**Directions**
Write out the lines word for word, starting at the line that contains "spot the white marble top." and ending at the final line.

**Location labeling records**
= = = =

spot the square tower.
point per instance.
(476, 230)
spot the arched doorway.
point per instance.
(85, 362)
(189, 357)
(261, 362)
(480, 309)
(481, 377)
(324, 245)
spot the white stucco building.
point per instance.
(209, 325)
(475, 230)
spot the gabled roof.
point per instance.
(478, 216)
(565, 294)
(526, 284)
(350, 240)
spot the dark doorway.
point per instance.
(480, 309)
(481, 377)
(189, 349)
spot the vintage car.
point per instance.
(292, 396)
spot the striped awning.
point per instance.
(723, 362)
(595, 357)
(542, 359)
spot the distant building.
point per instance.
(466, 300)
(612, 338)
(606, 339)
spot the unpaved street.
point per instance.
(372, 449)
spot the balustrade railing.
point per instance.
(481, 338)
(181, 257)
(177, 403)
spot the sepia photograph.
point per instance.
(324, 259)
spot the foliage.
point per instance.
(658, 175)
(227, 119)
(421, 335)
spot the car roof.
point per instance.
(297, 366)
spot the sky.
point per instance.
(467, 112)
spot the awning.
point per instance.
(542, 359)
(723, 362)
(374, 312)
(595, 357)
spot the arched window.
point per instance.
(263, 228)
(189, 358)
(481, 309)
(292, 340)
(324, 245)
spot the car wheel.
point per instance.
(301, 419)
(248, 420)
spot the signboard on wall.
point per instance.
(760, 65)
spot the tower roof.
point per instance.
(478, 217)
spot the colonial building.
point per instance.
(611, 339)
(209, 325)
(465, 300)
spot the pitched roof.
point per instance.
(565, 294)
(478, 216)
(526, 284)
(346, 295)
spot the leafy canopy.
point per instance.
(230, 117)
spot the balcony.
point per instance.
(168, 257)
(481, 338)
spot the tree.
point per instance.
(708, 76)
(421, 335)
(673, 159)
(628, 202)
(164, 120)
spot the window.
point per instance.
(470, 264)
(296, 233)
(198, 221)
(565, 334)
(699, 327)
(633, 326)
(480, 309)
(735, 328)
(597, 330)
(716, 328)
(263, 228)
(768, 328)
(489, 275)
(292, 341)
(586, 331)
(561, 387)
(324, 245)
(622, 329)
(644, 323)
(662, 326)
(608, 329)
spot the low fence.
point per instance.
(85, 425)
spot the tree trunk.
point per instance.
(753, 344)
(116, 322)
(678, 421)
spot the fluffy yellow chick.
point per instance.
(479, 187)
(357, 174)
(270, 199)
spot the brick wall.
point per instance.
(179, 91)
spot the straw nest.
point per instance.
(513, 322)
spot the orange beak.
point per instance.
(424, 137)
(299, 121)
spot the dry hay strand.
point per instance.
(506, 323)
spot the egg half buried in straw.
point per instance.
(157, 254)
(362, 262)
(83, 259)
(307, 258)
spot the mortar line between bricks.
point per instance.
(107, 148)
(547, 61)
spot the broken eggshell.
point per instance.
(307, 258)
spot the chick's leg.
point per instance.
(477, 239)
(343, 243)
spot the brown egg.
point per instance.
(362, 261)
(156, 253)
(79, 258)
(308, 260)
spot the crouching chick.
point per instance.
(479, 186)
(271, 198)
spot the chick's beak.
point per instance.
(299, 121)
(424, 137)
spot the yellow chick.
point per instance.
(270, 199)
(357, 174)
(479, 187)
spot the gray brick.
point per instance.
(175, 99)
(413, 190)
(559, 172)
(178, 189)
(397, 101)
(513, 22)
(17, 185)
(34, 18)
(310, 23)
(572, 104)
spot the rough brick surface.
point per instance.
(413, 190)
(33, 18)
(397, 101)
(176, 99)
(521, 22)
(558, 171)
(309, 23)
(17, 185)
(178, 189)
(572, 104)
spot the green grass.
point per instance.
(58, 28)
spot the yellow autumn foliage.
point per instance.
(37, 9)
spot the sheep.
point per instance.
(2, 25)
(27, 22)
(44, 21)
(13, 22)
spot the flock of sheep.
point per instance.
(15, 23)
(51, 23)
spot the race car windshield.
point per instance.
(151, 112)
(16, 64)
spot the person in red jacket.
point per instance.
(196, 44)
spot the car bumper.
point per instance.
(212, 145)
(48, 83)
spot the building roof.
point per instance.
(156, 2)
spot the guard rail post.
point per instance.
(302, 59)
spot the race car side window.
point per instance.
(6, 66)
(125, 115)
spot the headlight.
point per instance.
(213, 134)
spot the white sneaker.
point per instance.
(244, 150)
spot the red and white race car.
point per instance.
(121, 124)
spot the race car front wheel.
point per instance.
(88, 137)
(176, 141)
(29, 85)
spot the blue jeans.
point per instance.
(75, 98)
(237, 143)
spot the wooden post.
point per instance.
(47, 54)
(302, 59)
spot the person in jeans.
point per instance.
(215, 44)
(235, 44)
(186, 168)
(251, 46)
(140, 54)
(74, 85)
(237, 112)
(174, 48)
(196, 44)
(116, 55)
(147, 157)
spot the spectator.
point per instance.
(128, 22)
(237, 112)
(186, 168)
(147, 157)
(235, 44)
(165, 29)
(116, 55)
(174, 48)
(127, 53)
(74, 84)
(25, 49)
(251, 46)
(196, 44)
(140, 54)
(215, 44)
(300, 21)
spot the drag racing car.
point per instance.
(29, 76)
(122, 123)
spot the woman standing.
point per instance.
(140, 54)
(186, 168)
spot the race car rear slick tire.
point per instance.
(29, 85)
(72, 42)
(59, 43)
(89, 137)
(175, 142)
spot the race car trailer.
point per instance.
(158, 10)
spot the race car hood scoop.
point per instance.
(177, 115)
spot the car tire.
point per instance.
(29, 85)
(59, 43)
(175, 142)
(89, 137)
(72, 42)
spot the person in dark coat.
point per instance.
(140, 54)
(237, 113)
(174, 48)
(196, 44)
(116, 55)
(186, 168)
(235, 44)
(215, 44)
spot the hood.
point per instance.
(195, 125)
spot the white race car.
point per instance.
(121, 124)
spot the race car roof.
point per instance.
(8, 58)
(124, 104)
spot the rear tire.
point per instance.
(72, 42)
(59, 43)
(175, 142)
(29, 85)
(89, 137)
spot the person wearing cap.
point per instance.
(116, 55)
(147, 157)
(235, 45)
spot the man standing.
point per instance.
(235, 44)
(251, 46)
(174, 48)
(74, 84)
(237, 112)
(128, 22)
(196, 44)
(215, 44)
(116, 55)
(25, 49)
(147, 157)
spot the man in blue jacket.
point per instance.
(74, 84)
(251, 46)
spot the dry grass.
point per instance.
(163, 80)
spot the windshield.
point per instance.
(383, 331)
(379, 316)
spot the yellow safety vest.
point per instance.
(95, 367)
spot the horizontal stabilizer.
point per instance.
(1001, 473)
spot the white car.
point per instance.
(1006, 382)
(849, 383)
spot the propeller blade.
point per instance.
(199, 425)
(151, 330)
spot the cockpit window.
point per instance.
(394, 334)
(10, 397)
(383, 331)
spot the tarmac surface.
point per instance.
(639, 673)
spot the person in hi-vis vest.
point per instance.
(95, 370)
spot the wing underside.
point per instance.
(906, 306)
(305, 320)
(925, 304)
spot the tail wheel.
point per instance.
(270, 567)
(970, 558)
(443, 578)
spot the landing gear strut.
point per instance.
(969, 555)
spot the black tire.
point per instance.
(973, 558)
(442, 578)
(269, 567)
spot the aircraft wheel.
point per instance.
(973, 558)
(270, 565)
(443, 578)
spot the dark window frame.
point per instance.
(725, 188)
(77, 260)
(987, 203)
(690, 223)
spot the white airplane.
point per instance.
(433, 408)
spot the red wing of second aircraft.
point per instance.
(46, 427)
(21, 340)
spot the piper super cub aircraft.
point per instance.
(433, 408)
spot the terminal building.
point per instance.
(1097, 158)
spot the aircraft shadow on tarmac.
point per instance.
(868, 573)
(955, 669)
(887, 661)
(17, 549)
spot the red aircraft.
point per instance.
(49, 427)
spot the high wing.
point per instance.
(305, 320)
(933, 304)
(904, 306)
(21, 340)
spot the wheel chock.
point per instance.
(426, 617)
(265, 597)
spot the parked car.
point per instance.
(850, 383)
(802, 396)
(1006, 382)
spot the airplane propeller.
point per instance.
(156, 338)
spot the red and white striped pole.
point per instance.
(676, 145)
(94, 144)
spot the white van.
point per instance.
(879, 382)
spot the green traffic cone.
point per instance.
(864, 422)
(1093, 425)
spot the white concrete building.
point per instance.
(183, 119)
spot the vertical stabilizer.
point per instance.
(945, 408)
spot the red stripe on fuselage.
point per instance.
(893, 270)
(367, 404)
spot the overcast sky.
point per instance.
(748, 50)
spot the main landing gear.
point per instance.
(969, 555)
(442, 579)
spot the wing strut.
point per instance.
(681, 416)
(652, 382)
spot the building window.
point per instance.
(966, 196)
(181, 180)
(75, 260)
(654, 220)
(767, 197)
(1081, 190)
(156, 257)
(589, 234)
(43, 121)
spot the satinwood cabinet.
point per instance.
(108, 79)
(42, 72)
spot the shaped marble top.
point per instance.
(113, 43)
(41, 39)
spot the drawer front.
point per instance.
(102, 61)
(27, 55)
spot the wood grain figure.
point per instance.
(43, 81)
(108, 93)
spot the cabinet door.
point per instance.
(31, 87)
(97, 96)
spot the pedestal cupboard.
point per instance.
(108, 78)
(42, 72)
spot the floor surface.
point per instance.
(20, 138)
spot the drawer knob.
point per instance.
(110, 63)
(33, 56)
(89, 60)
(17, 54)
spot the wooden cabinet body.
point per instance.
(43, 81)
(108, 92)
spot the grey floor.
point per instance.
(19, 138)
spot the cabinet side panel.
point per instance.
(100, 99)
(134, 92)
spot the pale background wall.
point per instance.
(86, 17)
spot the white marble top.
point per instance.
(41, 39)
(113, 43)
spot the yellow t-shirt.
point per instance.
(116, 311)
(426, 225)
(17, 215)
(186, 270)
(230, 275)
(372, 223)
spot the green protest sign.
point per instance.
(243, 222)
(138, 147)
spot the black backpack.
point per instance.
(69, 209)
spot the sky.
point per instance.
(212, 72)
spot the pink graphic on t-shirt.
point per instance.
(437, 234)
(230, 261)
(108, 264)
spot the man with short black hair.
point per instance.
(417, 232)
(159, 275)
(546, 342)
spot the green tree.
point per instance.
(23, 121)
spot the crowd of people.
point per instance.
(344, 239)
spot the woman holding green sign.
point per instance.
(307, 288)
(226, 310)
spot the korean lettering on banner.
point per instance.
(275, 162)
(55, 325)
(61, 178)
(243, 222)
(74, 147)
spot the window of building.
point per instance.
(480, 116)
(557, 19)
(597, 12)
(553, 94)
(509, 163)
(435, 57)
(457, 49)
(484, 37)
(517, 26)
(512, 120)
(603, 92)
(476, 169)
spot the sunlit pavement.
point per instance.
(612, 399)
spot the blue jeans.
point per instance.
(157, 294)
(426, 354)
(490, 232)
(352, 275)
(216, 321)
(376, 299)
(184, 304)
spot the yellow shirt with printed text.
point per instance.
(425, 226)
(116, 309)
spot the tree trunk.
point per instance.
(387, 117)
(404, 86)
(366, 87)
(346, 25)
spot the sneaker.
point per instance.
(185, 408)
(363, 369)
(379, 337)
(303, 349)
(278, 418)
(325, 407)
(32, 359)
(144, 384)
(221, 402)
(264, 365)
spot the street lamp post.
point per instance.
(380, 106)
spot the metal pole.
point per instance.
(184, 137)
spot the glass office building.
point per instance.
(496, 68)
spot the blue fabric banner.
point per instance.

= = = =

**Written solution**
spot the white marble top.
point per instance.
(41, 39)
(113, 43)
spot the yellow t-shirt.
point per instance.
(116, 311)
(426, 225)
(17, 215)
(186, 270)
(230, 275)
(372, 223)
spot the green protest sign.
point per instance.
(243, 222)
(138, 147)
spot the black backpack.
point per instance.
(69, 209)
spot the sky.
point per instance.
(212, 72)
spot the pink graphic on t-shirt.
point per instance.
(437, 234)
(230, 261)
(108, 264)
spot the man with short black hair.
point per instance.
(417, 232)
(159, 275)
(546, 342)
spot the green tree.
point per instance.
(23, 121)
spot the crowd of people.
point per instance.
(344, 239)
spot the woman holding green sign.
point per instance.
(307, 288)
(226, 310)
spot the korean lettering on banner.
point per instance.
(275, 162)
(55, 325)
(61, 178)
(243, 222)
(74, 147)
spot the window of building.
point per instance.
(480, 116)
(557, 19)
(597, 12)
(553, 94)
(509, 163)
(435, 57)
(457, 49)
(484, 37)
(517, 26)
(512, 120)
(603, 92)
(476, 169)
spot the sunlit pavement.
point per instance.
(612, 399)
spot the blue jeans.
point per instance.
(157, 294)
(426, 354)
(490, 232)
(352, 275)
(216, 321)
(376, 299)
(184, 304)
spot the yellow shirt with printed text.
point per instance.
(425, 226)
(116, 309)
spot the tree trunk.
point per instance.
(387, 117)
(404, 86)
(366, 87)
(346, 25)
spot the sneaker.
point per instance.
(185, 408)
(363, 369)
(379, 337)
(303, 349)
(278, 418)
(325, 407)
(32, 359)
(144, 384)
(221, 402)
(264, 365)
spot the street lamp post.
point per instance.
(380, 106)
spot the metal pole.
point per instance.
(184, 137)
spot the glass office building.
point per instance.
(496, 68)
spot the blue fabric banner.
point per instance.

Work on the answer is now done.